Extrait du texte >>
On a donc affaire là à une histoire policière mêlant ésotérisme et Histoire, puisqu'il est beaucoup question de la Guerre d'Algérie dans ce roman, mais aussi de torture, de violence... On y trouve des adolescents touchants dans la description de leurs premiers émois amoureux, dans leurs doutes et leurs amitiés... L'histoire est bien menée, l'intrigue vraiment bien ficelée, qui tient en haleine de bout en bout, même si j'avais deviné l'identité du meurtrier bien avant la fin (ceci dit, je ne suis pas tout à fait honnête : je n'avais pas tout deviné. Et là, je tire mon chapeau : la fin tient en haleine jusqu'au bout, ou presque). Et, ce qui ne gâte rien, c'est maîtrisé au niveau de l'écriture, même si on sent quelques faiblesses ou tics d'écriture qui m'ont quelque peu parasitée pendant ma lecture.

Alors pourquoi n'est-ce pas un coup de cœur ?
J'avoue que je m'attendais à quelque chose de plus abouti. C'est un sentiment assez bizarre, en fait, et je ne voudrais pas passer pour une insatisfaite chronique ou quelqu'un de trop exigeant. C'est juste que pour moi, il manque quelque chose. Je m'explique. Au cours de ma lecture, j'ai vu une jeune fille, et j'ai eu l'impression que ce roman s'adressait davantage à des adolescents qu'à des adultes. C'est peut-être l'intrigue qui veut ça ? Ou le fait que l'on sent dans son écriture que Julie a vingt ans (ceci dit, j'aurais aimé avoir mené un tel projet à son âge !). C'est donc sans doute le seul reproche que je ferais à ce roman, ce qui est un bien maigre reproche, me direz-vous, en ce sens que la littérature pour adolescents et jeunes adultes recèle des trésors. Il se trouve que j'avais lu les commentaires de certains membres du jury, commentaires assez dithyrambiques, et j'attendais un peu plus, j'attendais plus un roman pour adultes. Du coup, j'ai eu l'impression d'un petit manque de maturité. Mais je vais m'arrêter là, parce que vraiment, compte-tenu de la qualité du récit par ailleurs, on va dire que je pinaille...
Ce livre est, malgré ce petit bémol, un excellent thriller, que les amateurs du genre vont s'arracher. Peut-être aussi que ce qui m'a manqué, c'est justement que le thriller, ce n'est pas forcément le genre que je préfère ? La lecture est tellement subjective...
Bravo, Julie, en tout cas : pour un premier roman, c'est vraiment un coup de maître ! J'ai hâte de lire tes prochains récits : ta plume est plus que prometteuse !

Paru aux éditions Les Nouveaux Auteurs, 2012. ISBN : 978-2-8195-0191-6.

Extraits du listing >>
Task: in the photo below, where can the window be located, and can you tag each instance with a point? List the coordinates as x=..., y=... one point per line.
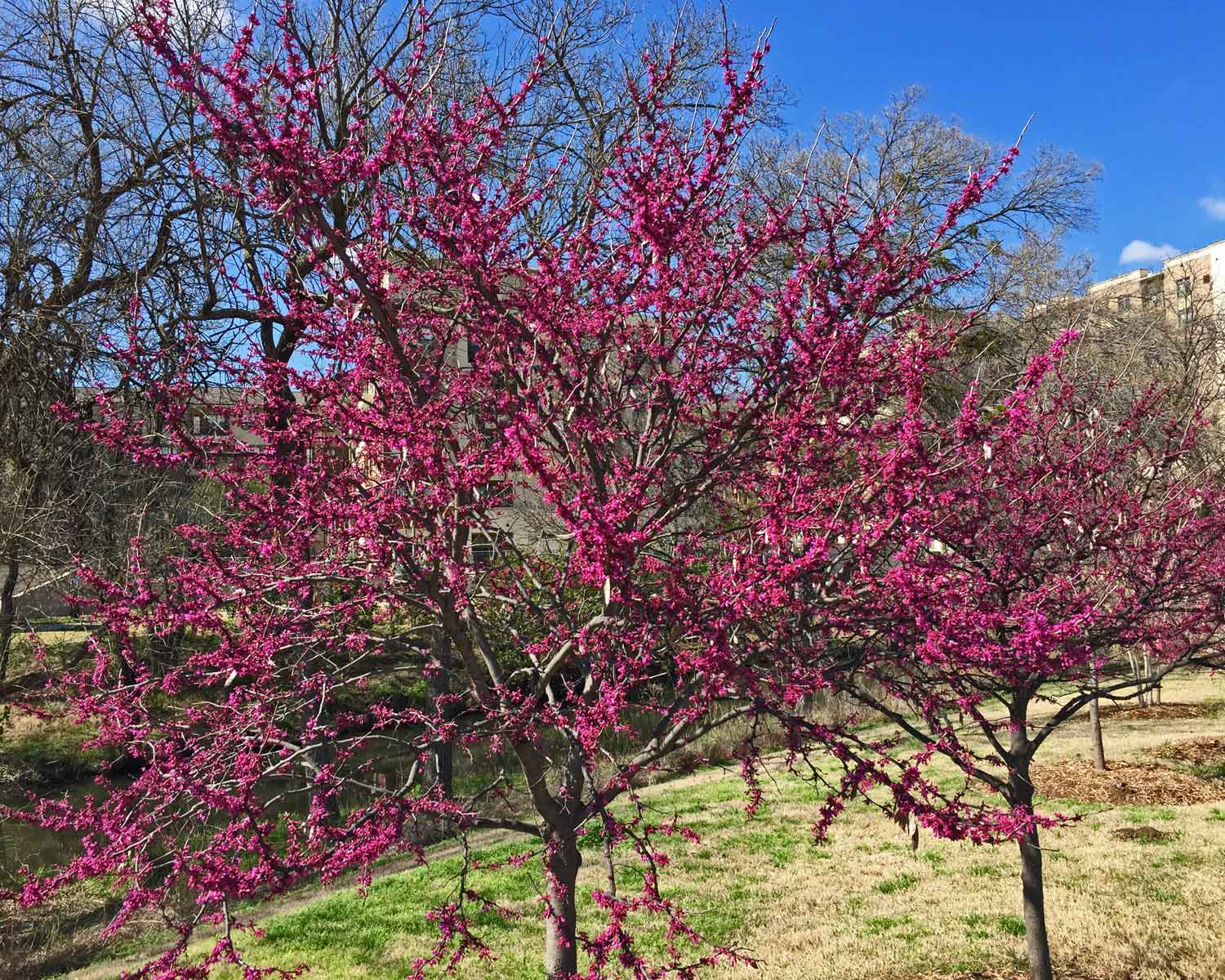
x=1185, y=308
x=483, y=549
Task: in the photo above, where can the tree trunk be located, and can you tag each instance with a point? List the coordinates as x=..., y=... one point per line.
x=1099, y=749
x=7, y=612
x=443, y=755
x=560, y=947
x=1038, y=950
x=1021, y=795
x=1139, y=680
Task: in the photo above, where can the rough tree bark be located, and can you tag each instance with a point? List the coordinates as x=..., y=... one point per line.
x=7, y=612
x=1021, y=795
x=563, y=862
x=443, y=756
x=1099, y=749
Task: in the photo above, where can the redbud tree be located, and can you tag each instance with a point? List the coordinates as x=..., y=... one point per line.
x=600, y=467
x=1039, y=536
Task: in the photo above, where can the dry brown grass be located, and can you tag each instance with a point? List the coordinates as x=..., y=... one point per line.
x=864, y=908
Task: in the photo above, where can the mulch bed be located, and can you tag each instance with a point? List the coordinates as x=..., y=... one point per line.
x=1203, y=750
x=1147, y=835
x=1169, y=712
x=1143, y=783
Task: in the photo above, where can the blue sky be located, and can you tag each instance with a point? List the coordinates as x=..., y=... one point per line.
x=1136, y=87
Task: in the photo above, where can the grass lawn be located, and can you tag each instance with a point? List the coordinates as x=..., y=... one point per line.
x=860, y=906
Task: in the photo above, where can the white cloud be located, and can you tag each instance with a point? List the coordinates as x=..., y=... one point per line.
x=1214, y=207
x=1141, y=252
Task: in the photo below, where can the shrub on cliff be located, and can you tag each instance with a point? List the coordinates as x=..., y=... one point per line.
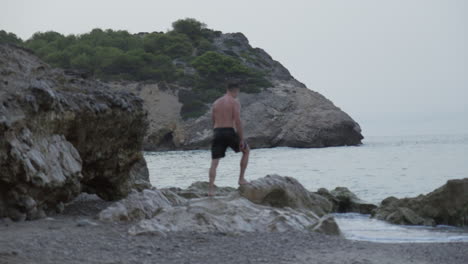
x=6, y=37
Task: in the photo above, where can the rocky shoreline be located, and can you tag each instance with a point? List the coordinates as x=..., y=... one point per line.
x=78, y=236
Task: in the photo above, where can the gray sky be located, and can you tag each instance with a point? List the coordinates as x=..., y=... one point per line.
x=397, y=67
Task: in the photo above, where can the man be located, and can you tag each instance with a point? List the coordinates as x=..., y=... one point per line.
x=228, y=132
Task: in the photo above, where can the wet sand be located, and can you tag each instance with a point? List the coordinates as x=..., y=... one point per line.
x=77, y=237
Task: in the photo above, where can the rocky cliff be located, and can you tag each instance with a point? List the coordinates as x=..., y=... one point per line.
x=61, y=134
x=286, y=113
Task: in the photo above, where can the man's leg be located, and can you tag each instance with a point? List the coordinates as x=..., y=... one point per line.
x=212, y=175
x=244, y=162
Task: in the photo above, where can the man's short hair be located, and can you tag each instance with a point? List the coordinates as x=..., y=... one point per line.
x=233, y=85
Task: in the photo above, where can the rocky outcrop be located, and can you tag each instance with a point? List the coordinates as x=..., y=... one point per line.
x=160, y=211
x=447, y=205
x=345, y=201
x=200, y=189
x=61, y=134
x=285, y=114
x=278, y=191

Consigne écrite A >> Indiquez si chacune de ces affirmations est conforme à l'extrait, en répondant par oui ou par non et en citant mot pour mot le passage qui tranche : (i) la personne qui écrit avait deviné l'identité du meurtrier avant la fin ; (ii) le roman a été publié en 2012 aux éditions Les Nouveaux Auteurs ; (iii) le thriller est le genre préféré de la personne qui écrit.
Consigne écrite B >> D'après l'extrait, quel âge a Julie ?
Consigne écrite C >> Selon l'extrait, les adolescents du roman sont décrits de façon touchante dans certains domaines. Dressez la liste complète de ces domaines.
Le listing ne sert pas ici.

Résultat final A >>
(i) Oui : « j'avais deviné l'identité du meurtrier bien avant la fin ».
(ii) Oui : « Paru aux éditions Les Nouveaux Auteurs, 2012. »
(iii) Non : « le thriller, ce n'est pas forcément le genre que je préfère ».

Résultat final B >> Vingt ans.

Résultat final C >>
- leurs premiers émois amoureux
- leurs doutes
- leurs amitiés